- GIVEN INSTRUCTION
Continue the passage on how the NameNode accepts client sockets, picking up right after its last sentence.

When the NameNode tries to accept a client’s socket, basically there are 4 
steps:
 # accept the socket (line 1400)
 # configure the socket (line 1402-1404)
 # make the socket a Reader (after line 1404)
 # swallow the possible IOException in line 1350

 
{code:java}
//hadoop-common-project/hadoop-common/src/main/java/org/apache/hadoop/ipc/Server.java

    public void run() {
      while (running) {
        SelectionKey key = null;
        try {
          getSelector().select();
          Iterator<SelectionKey> iter = getSelector().selectedKeys().iterator();
          while (iter.hasNext()) {
            key = iter.next();
            iter.remove();
            try {
              if (key.isValid()) {
                if (key.isAcceptable())
                  doAccept(key);
              }
            } catch (IOException e) {                         // line 1350
            }
            key = null;
          }
        } catch (OutOfMemoryError e) {
          // ...
        } catch (Exception e) {
          // ...
        }
      }
    }

    void doAccept(SelectionKey key) throws InterruptedException, IOException, 
        OutOfMemoryError {
      ServerSocketChannel server = (ServerSocketChannel) key.channel();
      SocketChannel channel;
      while ((channel = server.accept()) != null) {           // line 1400

        channel.configureBlocking(false);                     // line 1402
        channel.socket().setTcpNoDelay(tcpNoDelay);           // line 1403
        channel.socket().setKeepAlive(true);                  // line 1404
        
        Reader reader = getReader();
        Connection c = connectionManager.register(channel,
            this.listenPort, this.isOnAuxiliaryPort);
        // If the connectionManager can't take it, close the connection.
        if (c == null) {
          if (channel.isOpen()) {
            IOUtils.cleanup(null, channel);
          }
          connectionManager.droppedConnections.getAndIncrement();
          continue;
        }
        key.attach(c);  // so closeCurrentConnection can get the object
        reader.addConnection(c);
      }
    }
{code}
When a SocketException occurs in line 1402 (or 1403 or 1404), the 
server.accept() in line 1400 has finished, so we expect the following behavior:

 
 # The server (NameNode) accepts this connection but it will basically write 
nothing to this connection because it’s not added as a Reader data structure.

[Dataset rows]
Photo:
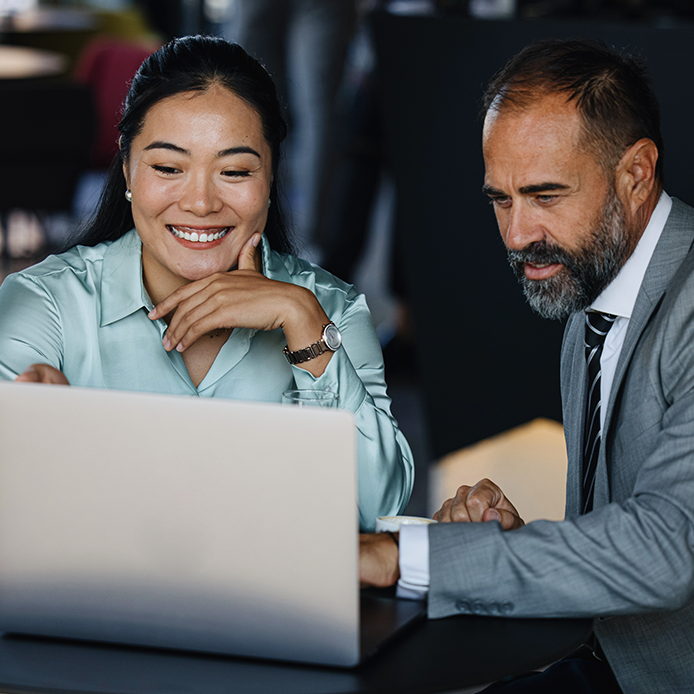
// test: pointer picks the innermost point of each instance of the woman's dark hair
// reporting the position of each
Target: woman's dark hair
(191, 63)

- WRITTEN REPLY
 # The client is aware that the connection has been established, and tries to 
read and write in this connection. After some time threshold, the client finds 
that it can’t read anything from this connection and exits with some exception 
or error.

However, we do not observe 2. The client just gets stuck forever (>10min). We 
re-examine the default configuration in 
[https://hadoop.apache.org/docs/r3.2.2/hadoop-project-dist/hadoop-common/core-default.xml]
 and we believe that the client should be able to time out in 60 seconds, 
according to the parameter `ipc.client.rpc-timeout.ms`, `ipc.client.ping` and 
`ipc.ping.interval`.

We find where the client gets stuck from the jstack dump:

 
{code:java}
"main" #1 prio=5 os_prio=0 tid=0x00007f5554019800 nid=0x4312 in Object.wait() 
[0x00007f555d62e000]
   java.lang.Thread.State: WAITING (on object monitor)
        at java.lang.Object.wait(Native Method)
        - waiting on <0x000000071cc19ff0> (a org.apache.hadoop.ipc.Client$Call)
        at java.lang.Object.wait(Object.java:502)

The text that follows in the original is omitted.